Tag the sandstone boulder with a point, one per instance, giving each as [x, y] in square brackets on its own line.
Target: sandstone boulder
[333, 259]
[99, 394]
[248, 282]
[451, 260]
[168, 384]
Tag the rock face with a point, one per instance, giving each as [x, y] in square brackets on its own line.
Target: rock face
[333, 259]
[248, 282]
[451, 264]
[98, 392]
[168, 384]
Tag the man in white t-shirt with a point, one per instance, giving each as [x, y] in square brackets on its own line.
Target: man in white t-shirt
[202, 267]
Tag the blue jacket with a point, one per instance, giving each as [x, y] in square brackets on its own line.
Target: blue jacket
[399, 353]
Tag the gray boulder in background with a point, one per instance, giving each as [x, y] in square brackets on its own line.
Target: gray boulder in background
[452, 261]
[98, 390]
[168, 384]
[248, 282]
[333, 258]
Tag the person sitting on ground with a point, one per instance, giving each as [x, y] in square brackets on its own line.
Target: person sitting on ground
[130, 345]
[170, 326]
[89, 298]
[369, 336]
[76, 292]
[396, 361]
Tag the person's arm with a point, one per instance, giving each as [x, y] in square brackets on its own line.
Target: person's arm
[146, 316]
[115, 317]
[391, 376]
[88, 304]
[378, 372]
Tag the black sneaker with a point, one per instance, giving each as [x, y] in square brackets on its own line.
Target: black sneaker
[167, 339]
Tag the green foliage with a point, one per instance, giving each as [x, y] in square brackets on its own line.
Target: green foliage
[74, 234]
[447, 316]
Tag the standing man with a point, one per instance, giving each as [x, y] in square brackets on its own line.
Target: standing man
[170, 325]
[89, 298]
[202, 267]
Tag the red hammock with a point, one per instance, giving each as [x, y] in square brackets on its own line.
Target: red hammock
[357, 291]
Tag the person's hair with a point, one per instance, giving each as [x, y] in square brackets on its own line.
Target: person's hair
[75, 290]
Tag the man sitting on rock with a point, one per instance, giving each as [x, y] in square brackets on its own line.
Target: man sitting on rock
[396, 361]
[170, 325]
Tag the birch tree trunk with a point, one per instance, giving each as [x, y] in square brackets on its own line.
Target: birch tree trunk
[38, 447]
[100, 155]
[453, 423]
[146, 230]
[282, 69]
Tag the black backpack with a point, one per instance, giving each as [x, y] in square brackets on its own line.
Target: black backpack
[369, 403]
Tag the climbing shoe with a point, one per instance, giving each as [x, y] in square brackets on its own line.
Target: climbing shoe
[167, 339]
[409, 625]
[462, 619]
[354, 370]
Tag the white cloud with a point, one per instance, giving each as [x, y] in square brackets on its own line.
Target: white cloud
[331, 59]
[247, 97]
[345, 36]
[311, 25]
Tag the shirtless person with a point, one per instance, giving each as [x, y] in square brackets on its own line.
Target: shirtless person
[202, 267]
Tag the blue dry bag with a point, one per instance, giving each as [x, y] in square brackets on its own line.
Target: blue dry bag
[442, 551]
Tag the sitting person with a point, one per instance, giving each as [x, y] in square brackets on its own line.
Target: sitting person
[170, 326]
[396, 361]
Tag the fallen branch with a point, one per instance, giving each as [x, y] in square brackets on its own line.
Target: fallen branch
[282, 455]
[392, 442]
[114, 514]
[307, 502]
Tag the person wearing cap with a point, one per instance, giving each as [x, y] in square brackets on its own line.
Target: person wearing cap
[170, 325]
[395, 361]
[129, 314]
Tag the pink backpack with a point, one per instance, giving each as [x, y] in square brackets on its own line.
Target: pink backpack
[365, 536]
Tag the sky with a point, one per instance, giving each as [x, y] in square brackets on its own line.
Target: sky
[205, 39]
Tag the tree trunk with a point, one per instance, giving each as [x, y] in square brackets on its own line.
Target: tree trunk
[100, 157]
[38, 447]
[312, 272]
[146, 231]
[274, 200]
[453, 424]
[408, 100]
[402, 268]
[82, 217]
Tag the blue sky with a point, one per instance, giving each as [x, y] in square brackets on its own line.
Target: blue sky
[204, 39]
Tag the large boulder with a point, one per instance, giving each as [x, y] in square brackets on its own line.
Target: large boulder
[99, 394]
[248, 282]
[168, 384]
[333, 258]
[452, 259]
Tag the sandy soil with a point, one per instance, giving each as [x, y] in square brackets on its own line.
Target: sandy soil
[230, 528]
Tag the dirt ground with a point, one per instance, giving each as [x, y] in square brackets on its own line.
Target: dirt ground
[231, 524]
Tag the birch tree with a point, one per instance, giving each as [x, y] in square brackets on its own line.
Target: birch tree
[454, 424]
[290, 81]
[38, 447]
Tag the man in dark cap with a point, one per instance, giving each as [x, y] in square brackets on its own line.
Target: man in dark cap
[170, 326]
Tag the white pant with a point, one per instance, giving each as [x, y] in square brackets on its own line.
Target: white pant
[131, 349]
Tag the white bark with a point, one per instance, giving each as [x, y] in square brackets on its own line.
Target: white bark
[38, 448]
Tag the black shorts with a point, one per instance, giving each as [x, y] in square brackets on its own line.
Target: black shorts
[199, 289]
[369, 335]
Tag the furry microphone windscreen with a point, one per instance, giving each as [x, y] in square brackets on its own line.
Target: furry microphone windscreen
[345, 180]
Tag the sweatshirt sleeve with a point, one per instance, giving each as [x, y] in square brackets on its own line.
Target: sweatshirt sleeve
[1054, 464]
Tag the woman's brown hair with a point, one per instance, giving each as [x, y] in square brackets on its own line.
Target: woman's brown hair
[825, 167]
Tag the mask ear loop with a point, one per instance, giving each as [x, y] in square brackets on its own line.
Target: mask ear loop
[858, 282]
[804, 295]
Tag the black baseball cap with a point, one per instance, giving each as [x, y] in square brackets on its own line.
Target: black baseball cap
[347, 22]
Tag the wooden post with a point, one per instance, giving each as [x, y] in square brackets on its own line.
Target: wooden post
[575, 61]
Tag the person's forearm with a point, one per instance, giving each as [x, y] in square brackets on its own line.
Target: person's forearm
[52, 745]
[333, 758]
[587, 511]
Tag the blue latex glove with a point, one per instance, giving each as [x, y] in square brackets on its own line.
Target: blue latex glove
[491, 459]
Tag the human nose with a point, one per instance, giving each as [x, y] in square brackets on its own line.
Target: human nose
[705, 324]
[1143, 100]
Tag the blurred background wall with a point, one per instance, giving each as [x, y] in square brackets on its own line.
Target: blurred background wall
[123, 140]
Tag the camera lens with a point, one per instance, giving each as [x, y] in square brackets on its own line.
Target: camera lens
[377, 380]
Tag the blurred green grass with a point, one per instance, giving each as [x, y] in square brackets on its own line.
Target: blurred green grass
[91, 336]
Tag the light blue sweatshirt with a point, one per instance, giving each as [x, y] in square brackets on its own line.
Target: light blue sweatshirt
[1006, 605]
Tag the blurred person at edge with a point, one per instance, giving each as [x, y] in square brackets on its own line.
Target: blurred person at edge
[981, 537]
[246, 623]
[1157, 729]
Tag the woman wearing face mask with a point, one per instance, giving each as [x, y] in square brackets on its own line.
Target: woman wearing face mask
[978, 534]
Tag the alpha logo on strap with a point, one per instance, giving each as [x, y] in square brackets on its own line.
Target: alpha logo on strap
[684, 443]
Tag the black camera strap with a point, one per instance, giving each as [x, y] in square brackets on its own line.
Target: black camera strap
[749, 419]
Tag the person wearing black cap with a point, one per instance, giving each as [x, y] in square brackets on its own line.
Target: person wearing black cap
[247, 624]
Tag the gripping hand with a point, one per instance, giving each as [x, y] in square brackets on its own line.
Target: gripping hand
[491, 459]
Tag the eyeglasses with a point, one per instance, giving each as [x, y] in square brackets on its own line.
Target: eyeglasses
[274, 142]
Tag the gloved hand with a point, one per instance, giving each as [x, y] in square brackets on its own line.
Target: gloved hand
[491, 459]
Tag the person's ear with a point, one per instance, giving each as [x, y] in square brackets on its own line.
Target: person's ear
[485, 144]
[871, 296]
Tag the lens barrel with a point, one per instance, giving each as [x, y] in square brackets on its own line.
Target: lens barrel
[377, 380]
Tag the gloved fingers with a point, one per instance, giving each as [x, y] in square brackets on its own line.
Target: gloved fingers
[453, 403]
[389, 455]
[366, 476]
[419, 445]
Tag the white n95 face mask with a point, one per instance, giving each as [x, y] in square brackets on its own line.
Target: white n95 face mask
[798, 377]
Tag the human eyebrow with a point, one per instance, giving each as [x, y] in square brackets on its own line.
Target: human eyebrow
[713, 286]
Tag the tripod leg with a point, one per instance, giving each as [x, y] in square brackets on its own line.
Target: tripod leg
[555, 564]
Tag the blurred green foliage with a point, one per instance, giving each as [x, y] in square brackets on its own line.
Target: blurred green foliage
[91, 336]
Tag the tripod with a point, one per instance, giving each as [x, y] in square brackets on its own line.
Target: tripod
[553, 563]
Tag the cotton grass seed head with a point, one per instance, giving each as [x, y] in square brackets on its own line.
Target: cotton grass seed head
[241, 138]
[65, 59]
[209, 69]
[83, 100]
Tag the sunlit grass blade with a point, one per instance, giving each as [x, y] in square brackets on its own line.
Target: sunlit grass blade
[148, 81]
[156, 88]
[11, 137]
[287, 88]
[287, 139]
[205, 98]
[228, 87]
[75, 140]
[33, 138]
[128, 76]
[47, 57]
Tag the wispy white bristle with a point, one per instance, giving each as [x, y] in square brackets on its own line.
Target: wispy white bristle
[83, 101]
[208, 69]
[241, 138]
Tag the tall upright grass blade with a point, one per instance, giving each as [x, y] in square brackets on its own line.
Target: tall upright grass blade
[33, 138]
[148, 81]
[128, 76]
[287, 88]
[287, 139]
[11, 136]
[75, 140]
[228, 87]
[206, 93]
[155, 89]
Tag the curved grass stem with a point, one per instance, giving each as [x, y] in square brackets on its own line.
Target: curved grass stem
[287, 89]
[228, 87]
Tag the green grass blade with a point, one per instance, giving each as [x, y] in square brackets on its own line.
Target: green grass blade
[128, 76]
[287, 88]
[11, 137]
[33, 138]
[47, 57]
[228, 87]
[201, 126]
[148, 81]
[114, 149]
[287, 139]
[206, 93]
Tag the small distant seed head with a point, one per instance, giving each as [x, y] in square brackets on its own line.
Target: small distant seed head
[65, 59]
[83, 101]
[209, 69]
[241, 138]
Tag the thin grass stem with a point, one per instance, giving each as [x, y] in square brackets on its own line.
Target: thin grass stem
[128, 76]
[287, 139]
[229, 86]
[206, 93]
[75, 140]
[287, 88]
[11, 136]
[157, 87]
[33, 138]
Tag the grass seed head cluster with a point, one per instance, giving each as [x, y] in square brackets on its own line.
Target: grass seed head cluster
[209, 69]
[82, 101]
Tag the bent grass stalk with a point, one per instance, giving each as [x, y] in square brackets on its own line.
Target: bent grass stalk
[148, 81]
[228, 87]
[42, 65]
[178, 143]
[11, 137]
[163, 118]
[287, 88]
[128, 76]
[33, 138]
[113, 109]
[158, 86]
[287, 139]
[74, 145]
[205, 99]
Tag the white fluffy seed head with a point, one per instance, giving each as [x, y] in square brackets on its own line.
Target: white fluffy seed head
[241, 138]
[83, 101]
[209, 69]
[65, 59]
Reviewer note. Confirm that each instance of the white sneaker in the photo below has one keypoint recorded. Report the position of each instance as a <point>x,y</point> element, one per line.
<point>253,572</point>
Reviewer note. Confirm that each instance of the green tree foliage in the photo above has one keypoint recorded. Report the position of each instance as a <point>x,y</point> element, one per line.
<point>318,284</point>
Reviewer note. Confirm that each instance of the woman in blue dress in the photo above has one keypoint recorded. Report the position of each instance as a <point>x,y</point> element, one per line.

- - - - - - -

-- EXERCISE INSTRUCTIONS --
Give exactly the lines from the one with "Reviewer note. Confirm that each instance of the white" to the end of the entries, nothing before them.

-- COMPLETED EXERCISE --
Reviewer note. Confirm that each instance of the white sneaker in the photo below has one keypoint recorded. Report the position of each instance as a <point>x,y</point> element, one per line.
<point>253,572</point>
Reviewer note. Confirm that each instance of the green tree foliage in the photo above has one keypoint recorded. Report the position of each instance as a <point>x,y</point> element, one per line.
<point>318,284</point>
Reviewer note. Confirm that each instance of the woman in blue dress in the photo above has one keypoint recorded. Report the position of each instance as a <point>x,y</point> element, one per line.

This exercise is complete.